## Text shown

___

What make for a good financial advisor?
Complicating the discussion is defining “good”. In my mind, a good financial advisor provides unbiased advice that is tailored to what you need. They set up a simple portfolio for you and rarely make changes to it unless there’s been a change in your life situation that requires it. The advisor would be in touch with you a few times a year just to check in and see if anything has changed and whether you have any questions. They will offer you other services offered by the firm and encourage you to use them. Finally, the advisor is upfront and transparent about the fees you are paying and how they get paid.
In my mind, the main benefit of working with a financial advisor is that you can choose to have very little involvement if that’s what you want. The advisor should be looking over your investments periodically to make sure things are still set up properly. Since the advisor can spend more time with you than your bank branch representative, the advice they give you will also be more tailored to what you need. And because the advisor and the advisor’s firm have to be registered with the Ontario Securities Commission, there is quite a lot of regulatory oversight. This means that the advisor has to follow certain protocols that safeguard your interests as a client. If the advisor does something unscrupulous, there’s someone to complain to who will investigate – and there are serious penalties for offenders.
Three things to look out for
In my view, the biggest downside to working with a financial advisor is that the nature of business sets them up to potentially be motivated by factors other than what’s absolutely best for you. I tread carefully here and use words like “potentially” because many advisors would be totally offended by that statement. However, the reality is that some advisors get paid what’s called a trailer fee, which is a payment they receive from a mutual fund company for selling you a fund. Generally, funds that are less expensive for you have lower trailer fees for the advisor. For example, ETFs have lower fees for investors and most don’t pay a trailing commission; I think you can connect the dots here and see that a lower-priced ETF is good for you but not so good for the advisor.

___

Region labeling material

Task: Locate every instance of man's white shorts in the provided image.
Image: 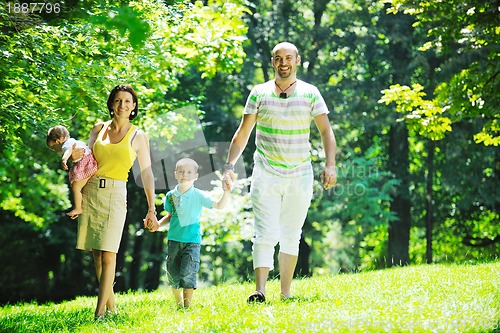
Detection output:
[250,165,314,269]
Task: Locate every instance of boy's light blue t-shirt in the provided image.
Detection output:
[164,186,215,244]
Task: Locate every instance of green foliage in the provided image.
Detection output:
[0,262,500,333]
[306,147,399,272]
[385,0,500,146]
[379,84,451,140]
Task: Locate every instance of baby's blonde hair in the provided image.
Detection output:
[175,157,199,172]
[46,125,69,145]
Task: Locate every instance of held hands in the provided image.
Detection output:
[143,211,160,232]
[222,170,236,191]
[70,143,85,162]
[321,166,337,190]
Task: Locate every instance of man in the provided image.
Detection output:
[224,42,337,302]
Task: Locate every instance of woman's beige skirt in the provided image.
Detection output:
[76,176,127,253]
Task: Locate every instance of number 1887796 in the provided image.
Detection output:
[7,2,61,14]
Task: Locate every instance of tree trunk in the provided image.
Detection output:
[425,140,435,264]
[389,123,411,266]
[294,233,311,277]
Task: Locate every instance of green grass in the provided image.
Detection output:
[0,262,500,333]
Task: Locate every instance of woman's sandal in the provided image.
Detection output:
[247,290,266,303]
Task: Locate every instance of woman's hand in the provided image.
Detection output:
[144,211,160,232]
[71,143,85,161]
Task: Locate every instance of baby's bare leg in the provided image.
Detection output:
[66,177,90,219]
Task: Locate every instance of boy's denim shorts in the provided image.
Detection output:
[167,240,201,289]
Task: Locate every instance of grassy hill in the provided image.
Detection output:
[0,262,500,333]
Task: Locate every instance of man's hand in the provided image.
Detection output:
[321,166,337,190]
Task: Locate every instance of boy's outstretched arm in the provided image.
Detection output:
[212,188,230,209]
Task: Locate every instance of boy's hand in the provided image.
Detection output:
[222,170,236,191]
[222,179,233,191]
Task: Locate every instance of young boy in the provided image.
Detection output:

___

## Problems and tasks
A) Duplicate the text about financial advisors between "What make for" and "they get paid.", inclusive.
B) In the text about financial advisors, which body must an advisor and the advisor's firm be registered with?

## Solutions to the problems
A)
What make for a good financial advisor?
Complicating the discussion is defining “good”. In my mind, a good financial advisor provides unbiased advice that is tailored to what you need. They set up a simple portfolio for you and rarely make changes to it unless there’s been a change in your life situation that requires it. The advisor would be in touch with you a few times a year just to check in and see if anything has changed and whether you have any questions. They will offer you other services offered by the firm and encourage you to use them. Finally, the advisor is upfront and transparent about the fees you are paying and how they get paid.

B) The Ontario Securities Commission.